Tudo isso ocorre meses antes do Congresso do Partido Comunista, que acontece a cada cinco anos e deve oficializar a permanência de Xi no cargo de chefe do partido e presidente da China.

Embora Xi não tenha oposição forte dentro do partido e seja dado como certo que será reconduzido à liderança do PC chinês, o ano complexo de 2022 para Pequim faz com que o mandatário chegue ao Congresso pressionado em uma série de temas.

Próximas movimentações são aguardadas

Uma certeza é que, para Biden e Xi, parecerem “fracos” diante do rival neste momento é uma imagem pouco bem-vinda. Uma preocupação é que a ida de Pelosi possa abrir caminho para que haja um pretexto para um conflito na região.

A China tem alavancado seus investimentos militares nos últimos anos, à medida em que se tornou também potência econômica (sua economia é a segunda maior do mundo e deve ultrapassar a dos EUA na próxima década).

Ao todo, o Exército chinês é composto por mais de 2 milhões de integrantes, ante cerca de 1,4 milhão nos EUA. Estima-se que a China tenha mais de 300 ogivas nucleares, perto de mais de 5 mil dos EUA e mais de 6 mil da Rússia.

Não é esperado que o caso saia da retórica por enquanto: um embate direto entre China e Taiwan, que poderia levar a um embate entre China e EUA, causaria transtornos por ora inimagináveis.

Mas o mundo assiste as movimentações com cautela. A visita de Pelosi dada como quase certa já na segunda-feira fez as bolsas asiáticas despencarem mais de 2% nesta madrugada, mesmo antes de sua chegada.

Além disso, houve preocupação momentos antes do desembarque da parlamentar, em meio a tropas chinesas posicionadas próximas a Taiwan. Por fim, o desembarque da aeronave sem maiores transtornos foi visto como sinal positivo e as bolsas nos EUA, na Europa e no Brasil operavam em alta logo após a chegada de Pelosi.

Analistas ainda não classificam a disputa entre China e EUA como uma “nova Guerra Fria”, mas o cenário global faz com que Taiwan seja, na prática, mais um dos elementos de discórdia entre as duas potências. O caso envolvendo Taiwan é antigo, mas ganhou novos contornos nas últimas horas.

● **Itens de identificação de locais**:

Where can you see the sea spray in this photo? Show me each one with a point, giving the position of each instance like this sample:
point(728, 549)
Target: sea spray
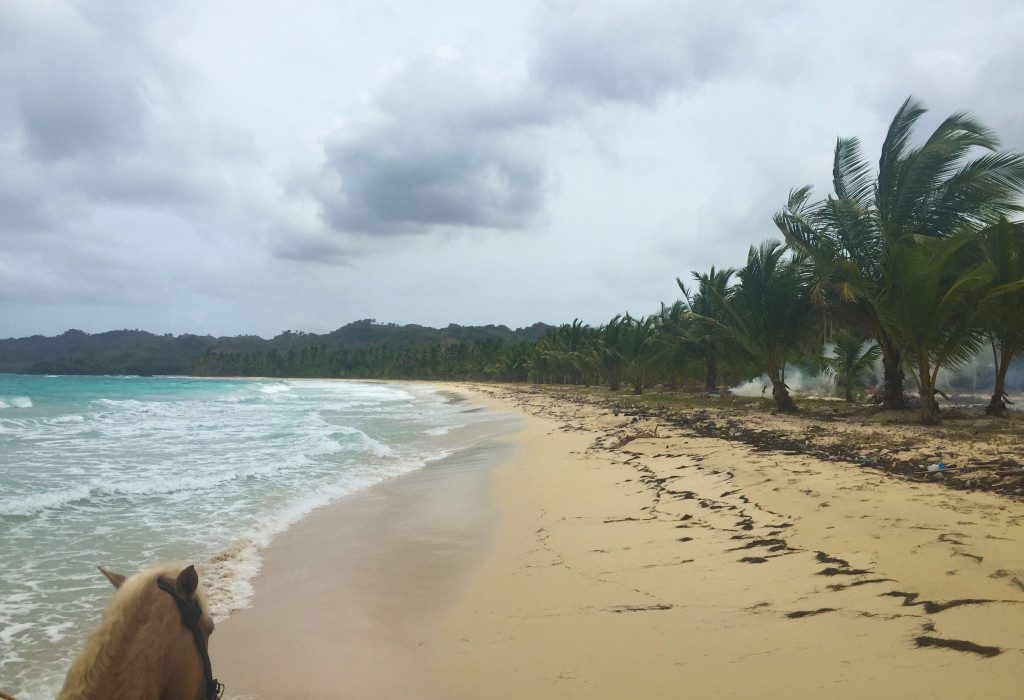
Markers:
point(126, 472)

● **Tarefas**:
(1) Edite o trecho citado, reproduzindo a parte que vai de "Além disso, houve" até "nas últimas horas." e trocando "parlamentar" por "deputada".
(2) Reescreva todas as linhas dos registros como uma lista numerada, pulando as linhas em branco e deixando as imagens de fora.
O trecho e os registros são materiais independentes, sem ligação entre si.

● **Respostas**:
(1)
Além disso, houve preocupação momentos antes do desembarque da deputada, em meio a tropas chinesas posicionadas próximas a Taiwan. Por fim, o desembarque da aeronave sem maiores transtornos foi visto como sinal positivo e as bolsas nos EUA, na Europa e no Brasil operavam em alta logo após a chegada de Pelosi.

Analistas ainda não classificam a disputa entre China e EUA como uma “nova Guerra Fria”, mas o cenário global faz com que Taiwan seja, na prática, mais um dos elementos de discórdia entre as duas potências. O caso envolvendo Taiwan é antigo, mas ganhou novos contornos nas últimas horas.

(2)
1. Where can you see the sea spray in this photo? Show me each one with a point, giving the position of each instance like this sample:
2. point(728, 549)
3. Target: sea spray
4. Markers:
5. point(126, 472)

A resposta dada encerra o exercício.